**Exercise task 1**
Retype, with no changes, the part of the posts on Scottish mortgage repossession that opens with the words containing "Lenders new PAR" and closes with "the statutory test.".

**Excerpted passage**
-------

Selasa, 16 Oktober 2012

GLC to participate in free Scottish mortgage repossession conferences

GLC's Principal Solicitor will be speaking at a free conference focussing on recent legislative and case law changes in Scottish mortgage repossession law, in Glasgow on 3 December 2012.

The event is being hosted and sponsored by the Carrington Dean Group. Mike will provide a review of recent Scottish case law, with a focus on statutory pre-action requirements and the issue of legal costs and charges in repossession cases. Other confirmed speakers include, Citizen Advice Scotland, Irwin Mitchell Solicitors and Tom McEntegart, managing director of TLT Solicitors. The conference will include an afternoon panel debate session chaired by advocate and Scottish Legal Action Group chairman, Robert Sutherland.

The conference will be held in the Laprohaig Theatre, Teacher’s Building, Glasgow on the December 3, 2012. A shorter seminar will be held in the Ramada Encore Hotel in Inverness on December 6. Anyone interested should contact alanmcintosh@carringtondean.com in the first instance. Both events are free to advisers and solicitors working in the industry.

Rabu, 10 Oktober 2012

Lenders new PAR arguments rejected in NRAM, Santander & Nationwide v. Doyle and 4 others

New legal arguments by Aberdein Considine & Co., solicitors on behalf of three UK lenders have been rejected in a Scottish judgement from Sheriff Deutsch at Glasgow Sheriff Court. The judgment pertains to five separate mortgage repossession actions which were heard together earlier this year, with GLC's Principal Solicitor acting for all five defenders.

The 'Doyle judgment' provides helpful discussion on what lenders need to do to satisfy the 2010 Pre-Action Requirements (PAR) Order, with examples of three cases which failed to meet the 'minimum standard' required under the 2010 Order, and two cases which met the statutory test.

The Pursuers' solicitors unsuccessful challenged the ratio in Northern Rock (Asset Management) Plc v. Millar 2012 SLT (Sh Ct) 58, but had also set forward a number of new legal arguments which had not been considered in Millar. A number of new propositions were advanced, including: that the Interpretation Act 1978 did not apply; 'default' was truly under standard condition 9(1)(b); there should be a flexible time for PAR compliance; and that there was no mandatory requirement to comply with regulation 2 of the 2010 Order. All of these arguments were rejected by the court.

-------

**Entries supplied**

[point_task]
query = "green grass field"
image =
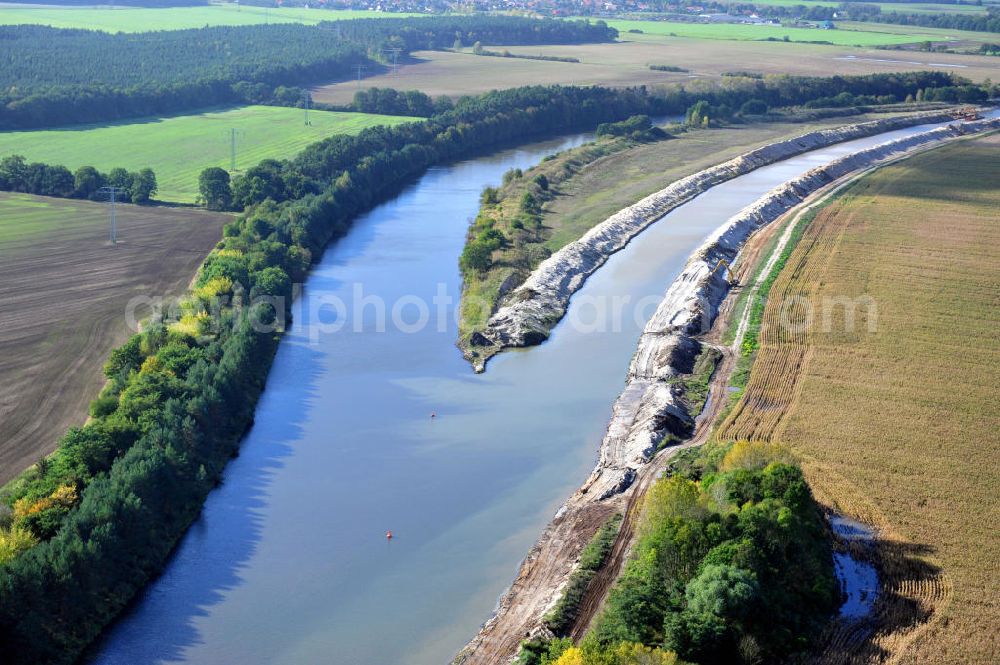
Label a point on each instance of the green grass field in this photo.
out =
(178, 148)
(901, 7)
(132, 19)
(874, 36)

-------

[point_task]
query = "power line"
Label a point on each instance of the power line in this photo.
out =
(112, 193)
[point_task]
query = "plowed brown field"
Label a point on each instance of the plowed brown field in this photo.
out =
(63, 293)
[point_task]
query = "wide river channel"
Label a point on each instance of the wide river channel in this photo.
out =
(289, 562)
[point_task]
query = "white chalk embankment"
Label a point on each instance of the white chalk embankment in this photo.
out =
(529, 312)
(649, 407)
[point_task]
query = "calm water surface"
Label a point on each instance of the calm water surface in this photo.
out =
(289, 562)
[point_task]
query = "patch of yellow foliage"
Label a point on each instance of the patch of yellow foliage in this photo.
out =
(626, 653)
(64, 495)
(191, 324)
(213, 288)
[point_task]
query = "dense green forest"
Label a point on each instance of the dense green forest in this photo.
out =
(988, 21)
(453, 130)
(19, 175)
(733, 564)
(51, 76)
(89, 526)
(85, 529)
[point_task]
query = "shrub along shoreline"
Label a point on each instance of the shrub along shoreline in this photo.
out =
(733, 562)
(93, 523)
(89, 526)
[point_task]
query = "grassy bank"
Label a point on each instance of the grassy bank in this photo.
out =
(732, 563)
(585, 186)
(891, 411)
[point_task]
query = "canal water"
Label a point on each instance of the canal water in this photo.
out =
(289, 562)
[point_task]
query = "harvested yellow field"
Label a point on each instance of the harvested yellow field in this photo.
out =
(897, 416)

-------

**Exercise task 2**
Find every line of the rows above that contains the string "patch", matching case, and copy each of those lines.

**Final result 1**
Lenders new PAR arguments rejected in NRAM, Santander & Nationwide v. Doyle and 4 others

New legal arguments by Aberdein Considine & Co., solicitors on behalf of three UK lenders have been rejected in a Scottish judgement from Sheriff Deutsch at Glasgow Sheriff Court. The judgment pertains to five separate mortgage repossession actions which were heard together earlier this year, with GLC's Principal Solicitor acting for all five defenders.

The 'Doyle judgment' provides helpful discussion on what lenders need to do to satisfy the 2010 Pre-Action Requirements (PAR) Order, with examples of three cases which failed to meet the 'minimum standard' required under the 2010 Order, and two cases which met the statutory test.

**Final result 2**
query = "patch of yellow foliage"
Label a point on each instance of the patch of yellow foliage in this photo.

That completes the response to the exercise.